Metadata-Version: 2.4
Name: tubecensus
Version: 1.0.0
Summary: Sample YouTube channels and retrieve their historical Wayback Machine metadata
Project-URL: Homepage, https://github.com/blast-cu/tubecensus
Project-URL: Repository, https://github.com/blast-cu/tubecensus
Project-URL: Issues, https://github.com/blast-cu/tubecensus/issues
Author-email: Chloe Eggleston <chloe.eggleston@colorado.edu>
License: MIT License
        
        Copyright (c) 2026 Boulder Language and Social Technologies
        
        Permission is hereby granted, free of charge, to any person obtaining a copy
        of this software and associated documentation files (the "Software"), to deal
        in the Software without restriction, including without limitation the rights
        to use, copy, modify, merge, publish, distribute, sublicense, and/or sell
        copies of the Software, and to permit persons to whom the Software is
        furnished to do so, subject to the following conditions:
        
        The above copyright notice and this permission notice shall be included in all
        copies or substantial portions of the Software.
        
        THE SOFTWARE IS PROVIDED "AS IS", WITHOUT WARRANTY OF ANY KIND, EXPRESS OR
        IMPLIED, INCLUDING BUT NOT LIMITED TO THE WARRANTIES OF MERCHANTABILITY,
        FITNESS FOR A PARTICULAR PURPOSE AND NONINFRINGEMENT. IN NO EVENT SHALL THE
        AUTHORS OR COPYRIGHT HOLDERS BE LIABLE FOR ANY CLAIM, DAMAGES OR OTHER
        LIABILITY, WHETHER IN AN ACTION OF CONTRACT, TORT OR OTHERWISE, ARISING FROM,
        OUT OF OR IN CONNECTION WITH THE SOFTWARE OR THE USE OR OTHER DEALINGS IN THE
        SOFTWARE.

> [Extracted data]

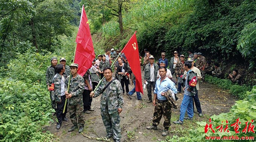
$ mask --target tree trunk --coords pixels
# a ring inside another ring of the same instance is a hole
[[[35,26],[34,25],[34,20],[33,20],[33,18],[30,19],[30,21],[29,22],[29,25],[31,27],[31,32],[32,34],[32,37],[33,39],[32,39],[32,41],[33,42],[33,45],[37,49],[37,52],[38,52],[38,47],[37,45],[37,36],[35,33]]]
[[[118,22],[119,23],[119,29],[120,29],[120,33],[122,34],[123,32],[123,19],[122,15],[122,5],[120,5],[119,10],[118,11]]]

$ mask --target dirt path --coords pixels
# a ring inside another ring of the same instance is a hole
[[[171,136],[173,134],[176,134],[177,130],[181,129],[186,131],[191,129],[193,126],[197,126],[196,122],[197,121],[207,121],[209,117],[212,115],[229,112],[231,106],[234,104],[235,101],[237,100],[229,94],[227,91],[222,91],[216,86],[207,83],[200,83],[200,85],[198,97],[204,116],[199,117],[198,113],[195,113],[193,121],[189,124],[186,124],[185,122],[182,125],[171,124],[168,133]],[[129,88],[131,89],[134,86],[134,85],[130,85]],[[144,95],[142,97],[144,100],[142,101],[137,100],[136,93],[132,96],[131,100],[127,96],[123,96],[125,103],[123,106],[123,112],[120,115],[122,141],[155,142],[160,140],[164,140],[165,139],[165,137],[163,137],[161,135],[163,129],[162,126],[163,118],[162,118],[160,125],[158,126],[157,130],[146,129],[146,126],[152,125],[154,107],[152,103],[146,103],[148,100],[146,89],[144,89],[143,91]],[[182,94],[178,94],[177,96],[182,100],[183,98]],[[101,116],[100,100],[100,97],[93,98],[92,107],[95,110],[91,112],[90,114],[84,114],[85,123],[83,133],[95,138],[102,138],[106,135],[105,127]],[[181,103],[181,101],[178,103],[179,105]],[[196,109],[195,110],[196,111]],[[171,122],[178,119],[179,110],[180,108],[177,109],[172,109]],[[68,118],[68,113],[67,117]],[[47,128],[51,133],[54,134],[57,141],[99,141],[84,137],[79,134],[77,130],[68,132],[67,130],[72,125],[70,120],[67,122],[63,122],[59,130],[56,129],[56,123],[53,124]],[[110,140],[113,141],[113,138]]]

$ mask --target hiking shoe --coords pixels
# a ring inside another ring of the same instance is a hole
[[[146,127],[148,130],[157,130],[157,126],[154,126],[152,125],[151,126],[148,126]]]
[[[62,119],[62,120],[64,121],[66,121],[66,122],[67,122],[67,121],[69,121],[69,119],[67,119],[67,118],[66,118],[66,117],[65,117],[64,118]]]
[[[86,113],[86,114],[91,113],[91,112],[89,111],[89,110],[87,110],[86,111],[84,111],[84,113]]]
[[[56,128],[58,130],[59,129],[61,128],[61,125],[60,124],[57,124],[57,126],[56,126]]]
[[[108,134],[106,136],[106,138],[107,139],[108,139],[113,136],[113,135],[112,134]]]
[[[193,117],[191,118],[189,118],[189,117],[185,117],[184,118],[184,119],[185,120],[189,120],[192,121],[192,120],[193,120]]]
[[[166,136],[168,134],[168,130],[164,130],[163,131],[163,133],[162,133],[162,136]]]
[[[78,133],[81,133],[84,130],[84,126],[80,126],[79,127],[79,130],[78,130]]]
[[[172,122],[173,123],[175,124],[180,124],[180,125],[183,124],[183,122],[180,121],[179,120],[178,120],[177,121],[173,121]]]
[[[128,96],[128,97],[129,97],[129,98],[130,99],[130,100],[131,100],[131,96],[130,96],[130,95],[128,93],[126,93],[126,95]]]
[[[69,129],[69,130],[67,130],[67,131],[69,132],[70,132],[70,131],[72,131],[75,130],[75,129],[76,129],[78,128],[78,127],[77,127],[77,125],[73,125]]]

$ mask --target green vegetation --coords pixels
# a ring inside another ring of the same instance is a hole
[[[210,118],[212,120],[212,128],[215,131],[215,133],[212,133],[210,129],[209,129],[207,133],[205,133],[204,128],[206,125],[210,123],[208,122],[197,122],[198,125],[197,128],[193,129],[189,129],[188,134],[182,137],[174,136],[172,137],[167,137],[165,141],[167,142],[199,142],[205,141],[206,136],[237,136],[240,137],[242,136],[256,136],[255,133],[251,131],[248,132],[249,128],[247,127],[247,132],[245,133],[242,132],[243,129],[246,128],[245,122],[248,122],[248,126],[250,123],[255,125],[252,122],[251,120],[256,119],[256,86],[253,87],[250,92],[246,92],[247,96],[244,100],[236,101],[236,104],[232,106],[230,112],[227,113],[221,113],[218,115],[213,115]],[[236,122],[236,119],[239,118],[241,122],[239,124],[239,128],[238,131],[239,133],[236,134],[233,127],[230,125]],[[229,132],[224,132],[224,128],[227,125],[226,121],[228,121],[228,130]],[[217,129],[216,127],[223,125],[223,130],[222,133],[218,131],[219,129]],[[219,141],[225,141],[225,140],[218,140]],[[207,141],[213,141],[213,140]]]
[[[234,84],[229,80],[221,79],[206,75],[206,82],[217,85],[221,88],[229,90],[229,93],[239,99],[243,99],[247,97],[246,92],[251,89],[251,86],[244,85],[242,86]]]

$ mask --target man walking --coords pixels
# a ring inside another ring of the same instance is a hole
[[[52,97],[52,91],[50,90],[50,87],[52,83],[52,79],[53,78],[53,77],[55,74],[55,66],[57,65],[57,63],[58,63],[57,57],[52,57],[51,58],[50,62],[52,65],[48,66],[47,68],[45,76],[46,85],[47,85],[47,88],[48,90],[50,91],[50,98],[51,99],[52,108],[54,109],[56,112],[57,109],[56,102],[55,101],[53,100],[53,98]],[[56,113],[56,112],[53,112],[52,114],[52,115],[54,115]]]
[[[66,100],[65,95],[65,81],[66,77],[63,75],[66,69],[62,64],[57,65],[55,66],[56,74],[52,79],[52,83],[54,84],[54,90],[53,91],[54,96],[52,97],[53,100],[57,103],[56,116],[58,119],[56,128],[59,129],[61,126],[62,121],[68,121],[69,119],[66,117],[67,105],[66,106],[65,111],[62,113],[65,101]]]
[[[67,78],[67,77],[70,74],[70,68],[69,67],[69,66],[66,64],[66,59],[64,57],[62,57],[59,59],[59,62],[60,63],[63,65],[64,67],[65,67],[65,73],[64,73],[63,75],[64,75],[65,77]]]
[[[156,81],[158,70],[158,65],[154,63],[154,56],[151,55],[149,57],[149,63],[145,66],[144,69],[144,83],[147,85],[147,91],[148,91],[148,103],[152,102],[152,95],[151,93],[151,88],[155,89],[155,81]]]
[[[186,71],[185,85],[185,87],[183,88],[184,95],[182,102],[180,105],[180,118],[178,120],[173,122],[173,123],[175,124],[183,124],[184,119],[190,120],[193,119],[194,112],[192,96],[195,95],[197,91],[195,85],[197,84],[197,77],[195,73],[191,69],[192,63],[191,62],[186,61],[183,66],[183,68]],[[185,113],[187,110],[189,116],[184,118]]]
[[[166,76],[167,70],[165,67],[160,66],[158,71],[161,78],[157,80],[154,91],[153,105],[155,106],[155,110],[153,123],[152,126],[147,127],[146,128],[148,130],[157,129],[157,126],[159,124],[162,116],[163,116],[165,122],[163,126],[165,129],[162,133],[162,136],[166,136],[171,126],[172,112],[171,107],[165,97],[164,92],[171,89],[176,94],[177,89],[175,87],[175,84]]]
[[[83,77],[77,73],[78,65],[77,63],[72,63],[69,66],[72,74],[67,78],[65,82],[65,94],[66,99],[68,99],[69,102],[69,112],[70,117],[73,126],[68,131],[74,131],[78,128],[79,125],[78,132],[80,133],[84,130],[84,103],[83,103],[82,93],[84,89],[84,80]],[[67,87],[69,78],[70,78],[70,86],[68,92]],[[76,116],[78,118],[76,118]]]
[[[102,94],[101,110],[107,133],[106,137],[108,139],[113,136],[114,141],[119,142],[121,139],[119,115],[122,110],[122,105],[123,104],[123,91],[120,82],[112,77],[112,71],[110,68],[105,68],[103,73],[105,79],[95,92],[91,92],[90,96],[96,97]]]

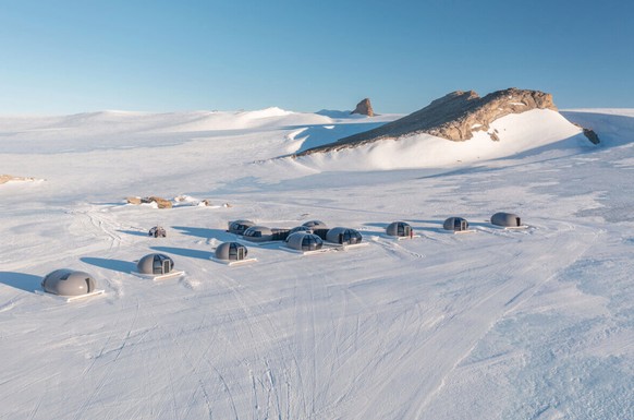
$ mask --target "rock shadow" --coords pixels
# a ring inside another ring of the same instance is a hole
[[[166,252],[169,254],[188,256],[191,259],[209,260],[214,256],[212,252],[191,250],[187,248],[173,248],[173,247],[150,247],[150,249],[159,252]]]

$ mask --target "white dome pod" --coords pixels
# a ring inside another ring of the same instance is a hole
[[[355,229],[336,227],[328,230],[326,233],[326,240],[328,242],[339,243],[342,245],[354,245],[361,243],[363,237]]]
[[[151,229],[149,229],[147,235],[149,237],[153,237],[153,238],[166,238],[168,236],[168,233],[166,232],[166,229],[162,228],[161,226],[153,227]]]
[[[523,228],[522,219],[513,213],[499,212],[491,216],[491,224],[504,228]]]
[[[227,231],[229,233],[243,235],[252,226],[255,226],[255,224],[251,220],[233,220],[229,223],[229,229]]]
[[[450,217],[442,224],[444,230],[451,230],[454,233],[467,233],[475,232],[475,230],[468,228],[468,221],[462,217]]]
[[[103,292],[97,289],[97,281],[90,274],[69,268],[47,274],[41,280],[41,288],[47,293],[65,298],[66,301]]]
[[[315,233],[295,232],[286,238],[286,247],[296,251],[318,251],[324,247],[324,240]]]
[[[248,259],[248,249],[240,242],[223,242],[216,248],[211,260],[227,265],[235,265],[257,261]]]
[[[243,238],[249,242],[269,242],[273,240],[273,231],[266,226],[252,226],[244,231]]]
[[[185,272],[174,271],[174,261],[166,254],[147,254],[136,263],[137,273],[142,277],[155,280],[180,277]]]
[[[302,224],[302,226],[306,226],[306,227],[309,227],[312,229],[328,229],[328,225],[326,225],[321,220],[308,220],[308,221]]]

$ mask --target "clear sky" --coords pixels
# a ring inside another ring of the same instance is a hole
[[[0,113],[413,112],[456,89],[634,108],[626,0],[0,0]]]

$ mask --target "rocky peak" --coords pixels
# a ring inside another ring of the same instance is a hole
[[[375,111],[373,110],[373,106],[369,101],[369,98],[365,98],[361,103],[356,104],[356,108],[354,108],[354,111],[350,113],[361,113],[362,116],[368,117],[375,116]]]
[[[479,97],[474,91],[456,91],[406,117],[302,154],[353,147],[381,139],[398,139],[420,133],[462,142],[472,139],[476,131],[486,131],[491,140],[497,141],[499,140],[497,134],[489,132],[491,122],[510,113],[532,109],[557,111],[552,95],[539,91],[511,87],[485,97]]]

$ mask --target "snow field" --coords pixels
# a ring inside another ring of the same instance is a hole
[[[365,171],[342,173],[254,164],[288,153],[290,133],[327,118],[261,113],[266,129],[209,123],[183,137],[168,127],[190,117],[146,116],[131,132],[147,145],[125,149],[92,148],[89,120],[73,137],[56,122],[78,152],[56,151],[53,136],[38,140],[46,153],[3,148],[3,172],[46,181],[0,189],[0,418],[634,418],[632,143],[608,135],[588,147],[558,137],[563,125],[546,119],[541,133],[559,134],[496,160],[379,171],[359,149]],[[2,130],[28,132],[29,121]],[[528,139],[523,127],[514,139]],[[123,137],[103,134],[115,145]],[[69,157],[86,170],[69,170]],[[122,201],[180,193],[231,207]],[[498,211],[529,228],[492,227]],[[450,216],[476,232],[443,231]],[[254,264],[210,261],[237,218],[270,227],[318,218],[359,229],[369,245],[312,256],[249,247]],[[420,238],[388,238],[399,219]],[[156,225],[167,238],[147,237]],[[150,252],[186,276],[131,275]],[[106,295],[61,303],[33,292],[66,266],[93,273]]]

> [Given problem] Repeat word for word the part of the tubecensus package metadata that opens with the words containing "Permission is hereby" and closes with "of the Software.". The material stands apart from the tubecensus package metadata.

> [Answer for the task]
Permission is hereby granted, free of charge, to any person obtaining a copy
        of this software and associated documentation files (the "Software"), to deal
        in the Software without restriction, including without limitation the rights
        to use, copy, modify, merge, publish, distribute, sublicense, and/or sell
        copies of the Software, and to permit persons to whom the Software is
        furnished to do so, subject to the following conditions:
        
        The above copyright notice and this permission notice shall be included in all
        copies or substantial portions of the Software.